• [WORK REQUIRED]: Which lines in the data below contain the word "foliage"? Select each of them and copy it out in full.
#### ENTRIES PROVIDED
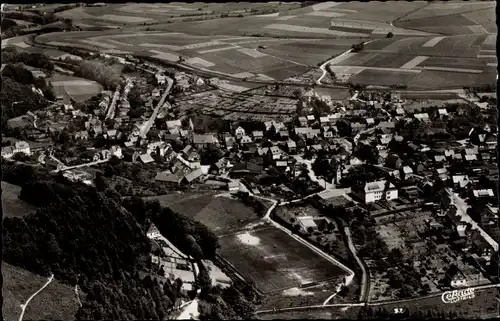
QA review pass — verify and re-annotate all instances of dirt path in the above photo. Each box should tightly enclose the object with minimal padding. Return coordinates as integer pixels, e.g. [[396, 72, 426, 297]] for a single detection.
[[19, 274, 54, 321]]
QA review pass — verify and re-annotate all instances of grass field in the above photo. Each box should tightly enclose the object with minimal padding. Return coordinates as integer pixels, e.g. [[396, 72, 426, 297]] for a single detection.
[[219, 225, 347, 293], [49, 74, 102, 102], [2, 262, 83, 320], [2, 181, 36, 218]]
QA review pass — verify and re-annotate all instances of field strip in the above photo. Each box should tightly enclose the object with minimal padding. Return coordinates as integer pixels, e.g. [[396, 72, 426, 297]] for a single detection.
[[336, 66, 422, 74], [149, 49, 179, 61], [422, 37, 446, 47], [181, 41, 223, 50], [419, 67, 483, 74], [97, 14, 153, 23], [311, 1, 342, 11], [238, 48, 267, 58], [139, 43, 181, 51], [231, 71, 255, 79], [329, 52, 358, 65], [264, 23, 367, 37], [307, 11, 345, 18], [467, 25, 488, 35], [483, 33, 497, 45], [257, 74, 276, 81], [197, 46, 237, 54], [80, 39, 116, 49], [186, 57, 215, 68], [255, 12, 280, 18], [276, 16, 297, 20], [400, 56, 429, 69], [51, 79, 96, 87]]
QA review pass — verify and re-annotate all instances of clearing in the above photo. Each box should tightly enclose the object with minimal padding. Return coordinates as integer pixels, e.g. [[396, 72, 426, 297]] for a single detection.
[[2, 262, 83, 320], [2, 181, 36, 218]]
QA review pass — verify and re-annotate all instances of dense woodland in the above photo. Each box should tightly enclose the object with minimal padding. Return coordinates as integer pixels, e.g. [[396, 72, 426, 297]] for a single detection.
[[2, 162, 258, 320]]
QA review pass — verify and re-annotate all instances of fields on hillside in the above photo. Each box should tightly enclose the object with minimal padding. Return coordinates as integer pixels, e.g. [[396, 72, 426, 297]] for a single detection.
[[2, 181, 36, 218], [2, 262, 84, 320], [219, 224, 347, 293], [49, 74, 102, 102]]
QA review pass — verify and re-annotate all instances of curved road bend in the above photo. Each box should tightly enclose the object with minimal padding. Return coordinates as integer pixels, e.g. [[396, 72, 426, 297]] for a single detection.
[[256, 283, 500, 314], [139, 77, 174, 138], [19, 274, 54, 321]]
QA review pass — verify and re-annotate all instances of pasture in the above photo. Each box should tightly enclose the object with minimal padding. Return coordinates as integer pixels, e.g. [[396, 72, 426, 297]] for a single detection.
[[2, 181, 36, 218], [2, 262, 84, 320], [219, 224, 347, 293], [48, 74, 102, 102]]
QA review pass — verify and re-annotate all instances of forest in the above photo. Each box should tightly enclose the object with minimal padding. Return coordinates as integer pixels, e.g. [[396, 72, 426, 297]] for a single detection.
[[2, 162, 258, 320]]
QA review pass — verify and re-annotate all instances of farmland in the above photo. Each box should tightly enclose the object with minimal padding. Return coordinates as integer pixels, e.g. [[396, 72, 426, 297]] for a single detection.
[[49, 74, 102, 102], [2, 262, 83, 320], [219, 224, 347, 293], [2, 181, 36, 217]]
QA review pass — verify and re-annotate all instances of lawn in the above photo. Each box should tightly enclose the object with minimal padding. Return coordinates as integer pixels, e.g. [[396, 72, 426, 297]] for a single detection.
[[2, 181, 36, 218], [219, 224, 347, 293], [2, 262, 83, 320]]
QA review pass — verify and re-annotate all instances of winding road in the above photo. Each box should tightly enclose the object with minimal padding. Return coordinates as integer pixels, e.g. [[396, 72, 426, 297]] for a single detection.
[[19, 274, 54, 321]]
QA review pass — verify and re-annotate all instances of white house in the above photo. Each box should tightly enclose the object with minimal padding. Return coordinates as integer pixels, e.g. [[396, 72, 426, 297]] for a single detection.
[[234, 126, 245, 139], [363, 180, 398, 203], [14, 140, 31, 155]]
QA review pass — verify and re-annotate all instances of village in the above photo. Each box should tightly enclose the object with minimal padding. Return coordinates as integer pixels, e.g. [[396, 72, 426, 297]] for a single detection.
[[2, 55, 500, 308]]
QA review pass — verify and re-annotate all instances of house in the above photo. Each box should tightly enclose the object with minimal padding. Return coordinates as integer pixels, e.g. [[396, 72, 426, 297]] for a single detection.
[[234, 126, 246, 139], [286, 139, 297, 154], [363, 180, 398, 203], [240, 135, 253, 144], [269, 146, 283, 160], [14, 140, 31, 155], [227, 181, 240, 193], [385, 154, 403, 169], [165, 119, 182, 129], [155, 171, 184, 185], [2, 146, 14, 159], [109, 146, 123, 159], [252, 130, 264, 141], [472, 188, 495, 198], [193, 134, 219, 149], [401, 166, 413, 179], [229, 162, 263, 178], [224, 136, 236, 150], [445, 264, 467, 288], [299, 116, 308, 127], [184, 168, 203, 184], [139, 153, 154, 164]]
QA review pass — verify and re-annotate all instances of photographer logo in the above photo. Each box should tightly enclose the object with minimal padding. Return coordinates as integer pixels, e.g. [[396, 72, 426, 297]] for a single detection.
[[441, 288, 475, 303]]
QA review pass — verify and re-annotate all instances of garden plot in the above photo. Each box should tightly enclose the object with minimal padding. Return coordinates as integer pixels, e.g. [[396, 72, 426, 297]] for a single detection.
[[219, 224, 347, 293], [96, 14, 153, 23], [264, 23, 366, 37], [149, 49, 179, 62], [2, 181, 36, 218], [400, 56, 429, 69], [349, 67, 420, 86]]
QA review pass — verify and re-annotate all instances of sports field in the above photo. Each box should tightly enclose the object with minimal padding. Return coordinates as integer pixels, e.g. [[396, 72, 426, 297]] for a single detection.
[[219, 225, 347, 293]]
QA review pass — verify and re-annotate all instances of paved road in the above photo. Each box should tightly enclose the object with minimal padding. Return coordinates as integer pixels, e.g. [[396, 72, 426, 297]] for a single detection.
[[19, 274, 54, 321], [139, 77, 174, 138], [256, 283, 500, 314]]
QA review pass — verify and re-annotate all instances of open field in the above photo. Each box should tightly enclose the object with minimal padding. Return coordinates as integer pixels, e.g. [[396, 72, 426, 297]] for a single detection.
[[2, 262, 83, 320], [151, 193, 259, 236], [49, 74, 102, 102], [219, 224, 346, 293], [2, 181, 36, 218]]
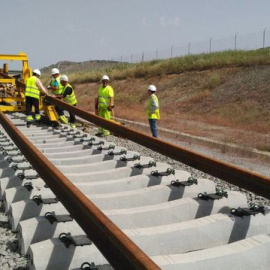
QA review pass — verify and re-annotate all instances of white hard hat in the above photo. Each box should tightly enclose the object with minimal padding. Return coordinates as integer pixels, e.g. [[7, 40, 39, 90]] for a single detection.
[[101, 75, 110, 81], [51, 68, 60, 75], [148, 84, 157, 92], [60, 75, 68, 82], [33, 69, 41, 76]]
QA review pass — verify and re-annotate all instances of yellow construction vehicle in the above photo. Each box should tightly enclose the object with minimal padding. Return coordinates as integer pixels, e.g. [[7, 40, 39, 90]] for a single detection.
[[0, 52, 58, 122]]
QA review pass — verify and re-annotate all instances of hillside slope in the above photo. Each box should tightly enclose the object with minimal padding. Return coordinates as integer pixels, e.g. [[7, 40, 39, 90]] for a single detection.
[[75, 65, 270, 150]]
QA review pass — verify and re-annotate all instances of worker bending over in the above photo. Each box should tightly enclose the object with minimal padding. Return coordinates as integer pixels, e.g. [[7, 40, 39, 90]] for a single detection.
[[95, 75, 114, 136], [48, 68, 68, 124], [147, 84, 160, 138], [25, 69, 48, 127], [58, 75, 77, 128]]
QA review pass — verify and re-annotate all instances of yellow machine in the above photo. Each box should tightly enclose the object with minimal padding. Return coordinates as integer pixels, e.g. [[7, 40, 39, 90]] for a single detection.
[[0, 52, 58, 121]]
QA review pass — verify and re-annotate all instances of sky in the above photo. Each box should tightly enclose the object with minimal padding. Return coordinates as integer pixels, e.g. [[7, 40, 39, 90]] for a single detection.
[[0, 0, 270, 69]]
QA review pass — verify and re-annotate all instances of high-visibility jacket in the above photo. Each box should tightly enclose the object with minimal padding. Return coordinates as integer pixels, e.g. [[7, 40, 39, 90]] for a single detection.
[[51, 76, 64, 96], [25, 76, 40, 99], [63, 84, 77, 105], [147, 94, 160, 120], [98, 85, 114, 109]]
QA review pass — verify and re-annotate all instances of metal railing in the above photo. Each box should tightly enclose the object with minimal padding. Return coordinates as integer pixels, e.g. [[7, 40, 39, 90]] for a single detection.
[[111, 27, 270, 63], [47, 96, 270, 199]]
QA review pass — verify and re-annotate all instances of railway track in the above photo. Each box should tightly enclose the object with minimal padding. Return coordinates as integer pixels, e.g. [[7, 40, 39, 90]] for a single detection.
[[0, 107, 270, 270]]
########
#### ENTRIES PROVIDED
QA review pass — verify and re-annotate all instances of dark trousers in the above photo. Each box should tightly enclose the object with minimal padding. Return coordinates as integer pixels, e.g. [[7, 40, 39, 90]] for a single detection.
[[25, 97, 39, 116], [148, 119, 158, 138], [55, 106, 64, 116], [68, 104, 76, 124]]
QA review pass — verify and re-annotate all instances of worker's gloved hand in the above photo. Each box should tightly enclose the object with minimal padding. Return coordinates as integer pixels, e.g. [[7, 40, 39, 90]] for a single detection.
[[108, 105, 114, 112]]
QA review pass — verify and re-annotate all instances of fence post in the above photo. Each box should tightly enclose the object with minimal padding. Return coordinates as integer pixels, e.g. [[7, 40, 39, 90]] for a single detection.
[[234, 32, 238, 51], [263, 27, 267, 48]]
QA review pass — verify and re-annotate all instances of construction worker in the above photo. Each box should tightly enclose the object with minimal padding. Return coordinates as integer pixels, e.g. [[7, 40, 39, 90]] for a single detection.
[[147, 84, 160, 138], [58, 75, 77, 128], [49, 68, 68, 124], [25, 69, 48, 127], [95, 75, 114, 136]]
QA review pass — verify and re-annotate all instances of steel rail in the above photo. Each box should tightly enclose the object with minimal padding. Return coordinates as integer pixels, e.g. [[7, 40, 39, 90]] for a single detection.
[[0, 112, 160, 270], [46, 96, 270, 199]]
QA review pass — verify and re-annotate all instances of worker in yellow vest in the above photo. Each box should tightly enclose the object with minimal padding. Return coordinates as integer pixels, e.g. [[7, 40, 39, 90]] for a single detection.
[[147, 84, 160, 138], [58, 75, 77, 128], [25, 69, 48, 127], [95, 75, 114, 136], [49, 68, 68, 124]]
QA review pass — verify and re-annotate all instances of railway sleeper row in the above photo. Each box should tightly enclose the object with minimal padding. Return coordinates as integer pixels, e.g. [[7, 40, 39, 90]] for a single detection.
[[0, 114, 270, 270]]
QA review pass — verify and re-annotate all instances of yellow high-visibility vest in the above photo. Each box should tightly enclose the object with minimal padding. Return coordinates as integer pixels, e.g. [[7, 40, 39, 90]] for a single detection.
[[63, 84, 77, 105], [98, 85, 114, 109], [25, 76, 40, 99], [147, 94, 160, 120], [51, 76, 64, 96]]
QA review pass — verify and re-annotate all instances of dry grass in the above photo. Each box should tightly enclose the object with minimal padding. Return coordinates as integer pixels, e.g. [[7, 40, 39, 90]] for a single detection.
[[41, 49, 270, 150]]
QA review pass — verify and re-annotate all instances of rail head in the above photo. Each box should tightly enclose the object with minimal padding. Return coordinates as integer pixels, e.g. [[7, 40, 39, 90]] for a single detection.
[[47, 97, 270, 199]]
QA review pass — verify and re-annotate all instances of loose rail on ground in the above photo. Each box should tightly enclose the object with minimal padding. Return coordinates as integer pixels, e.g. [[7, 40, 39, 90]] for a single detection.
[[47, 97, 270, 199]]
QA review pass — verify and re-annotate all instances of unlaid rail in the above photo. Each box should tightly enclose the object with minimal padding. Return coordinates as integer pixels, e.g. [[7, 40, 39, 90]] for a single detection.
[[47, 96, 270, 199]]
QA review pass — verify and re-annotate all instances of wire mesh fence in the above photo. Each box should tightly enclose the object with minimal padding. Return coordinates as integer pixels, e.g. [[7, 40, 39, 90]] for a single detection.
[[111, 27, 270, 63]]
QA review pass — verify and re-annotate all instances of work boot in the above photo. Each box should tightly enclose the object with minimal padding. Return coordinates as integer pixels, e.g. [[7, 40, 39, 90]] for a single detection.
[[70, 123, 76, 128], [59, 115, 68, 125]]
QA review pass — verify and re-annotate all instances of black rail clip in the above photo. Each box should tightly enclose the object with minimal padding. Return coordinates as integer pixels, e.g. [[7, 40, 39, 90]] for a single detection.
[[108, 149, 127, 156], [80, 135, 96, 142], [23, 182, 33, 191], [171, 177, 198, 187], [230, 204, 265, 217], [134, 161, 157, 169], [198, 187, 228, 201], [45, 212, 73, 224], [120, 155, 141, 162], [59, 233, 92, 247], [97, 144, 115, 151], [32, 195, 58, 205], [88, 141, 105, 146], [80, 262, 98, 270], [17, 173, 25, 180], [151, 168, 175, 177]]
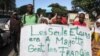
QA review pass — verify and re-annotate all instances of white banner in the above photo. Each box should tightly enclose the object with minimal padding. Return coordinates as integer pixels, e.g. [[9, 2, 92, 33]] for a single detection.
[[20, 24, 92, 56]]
########
#### ENTRIES PROVIDED
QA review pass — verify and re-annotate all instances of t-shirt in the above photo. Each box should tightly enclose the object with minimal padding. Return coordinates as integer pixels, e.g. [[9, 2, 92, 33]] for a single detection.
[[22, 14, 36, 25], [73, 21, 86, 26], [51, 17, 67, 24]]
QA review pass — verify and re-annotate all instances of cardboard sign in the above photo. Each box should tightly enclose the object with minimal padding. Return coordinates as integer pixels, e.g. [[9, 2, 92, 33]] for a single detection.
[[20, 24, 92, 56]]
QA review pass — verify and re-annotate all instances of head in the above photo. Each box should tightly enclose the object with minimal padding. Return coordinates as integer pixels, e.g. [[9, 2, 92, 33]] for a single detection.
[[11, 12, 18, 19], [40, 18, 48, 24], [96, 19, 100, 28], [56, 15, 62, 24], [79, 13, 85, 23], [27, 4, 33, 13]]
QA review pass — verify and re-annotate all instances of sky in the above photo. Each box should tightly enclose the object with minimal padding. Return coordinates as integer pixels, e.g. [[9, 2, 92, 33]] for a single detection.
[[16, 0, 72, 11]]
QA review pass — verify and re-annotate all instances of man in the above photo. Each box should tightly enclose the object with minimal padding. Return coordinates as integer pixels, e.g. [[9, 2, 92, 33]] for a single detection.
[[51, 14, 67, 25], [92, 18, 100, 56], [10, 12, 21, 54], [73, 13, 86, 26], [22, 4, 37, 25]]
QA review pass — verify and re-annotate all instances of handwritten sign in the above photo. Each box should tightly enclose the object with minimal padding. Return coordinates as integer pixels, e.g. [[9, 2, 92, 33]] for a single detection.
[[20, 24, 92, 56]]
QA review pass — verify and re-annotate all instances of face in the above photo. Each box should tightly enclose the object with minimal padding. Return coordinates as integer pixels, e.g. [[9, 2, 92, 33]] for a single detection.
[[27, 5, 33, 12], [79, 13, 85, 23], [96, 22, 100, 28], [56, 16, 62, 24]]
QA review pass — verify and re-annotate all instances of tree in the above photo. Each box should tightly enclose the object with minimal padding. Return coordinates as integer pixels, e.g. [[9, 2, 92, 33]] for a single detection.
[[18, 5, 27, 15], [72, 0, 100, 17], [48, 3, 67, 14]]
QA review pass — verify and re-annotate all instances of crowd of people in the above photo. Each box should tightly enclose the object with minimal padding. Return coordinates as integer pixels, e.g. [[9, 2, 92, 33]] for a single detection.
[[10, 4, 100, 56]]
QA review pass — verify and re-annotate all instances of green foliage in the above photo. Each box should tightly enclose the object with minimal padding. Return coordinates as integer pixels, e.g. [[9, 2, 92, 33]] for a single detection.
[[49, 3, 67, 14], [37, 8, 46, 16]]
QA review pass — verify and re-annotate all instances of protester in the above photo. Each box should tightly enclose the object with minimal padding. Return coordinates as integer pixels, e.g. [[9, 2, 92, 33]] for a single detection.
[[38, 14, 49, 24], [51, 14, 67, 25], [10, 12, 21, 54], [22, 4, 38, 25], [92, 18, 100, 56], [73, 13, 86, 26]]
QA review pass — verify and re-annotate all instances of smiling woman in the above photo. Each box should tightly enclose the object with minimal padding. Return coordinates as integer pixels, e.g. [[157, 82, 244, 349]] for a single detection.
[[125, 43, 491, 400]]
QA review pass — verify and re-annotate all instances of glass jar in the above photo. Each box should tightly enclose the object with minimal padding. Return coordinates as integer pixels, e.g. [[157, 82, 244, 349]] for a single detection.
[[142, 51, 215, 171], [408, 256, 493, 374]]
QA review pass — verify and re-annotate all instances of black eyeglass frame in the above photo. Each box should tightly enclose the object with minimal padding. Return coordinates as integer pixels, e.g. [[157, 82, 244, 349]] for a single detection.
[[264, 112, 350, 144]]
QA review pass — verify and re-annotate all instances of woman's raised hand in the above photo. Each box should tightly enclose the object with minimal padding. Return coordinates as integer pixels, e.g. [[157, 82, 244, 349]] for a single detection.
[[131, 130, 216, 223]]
########
• [ANSWER FOR THIS EXERCISE]:
QA review pass — verify and re-annotate all instances of green foliage in the above photo. Each box should tightly enclose the object with minimal padding. Return coordinates as integer pixels, e.g. [[9, 2, 92, 33]] for a single detection.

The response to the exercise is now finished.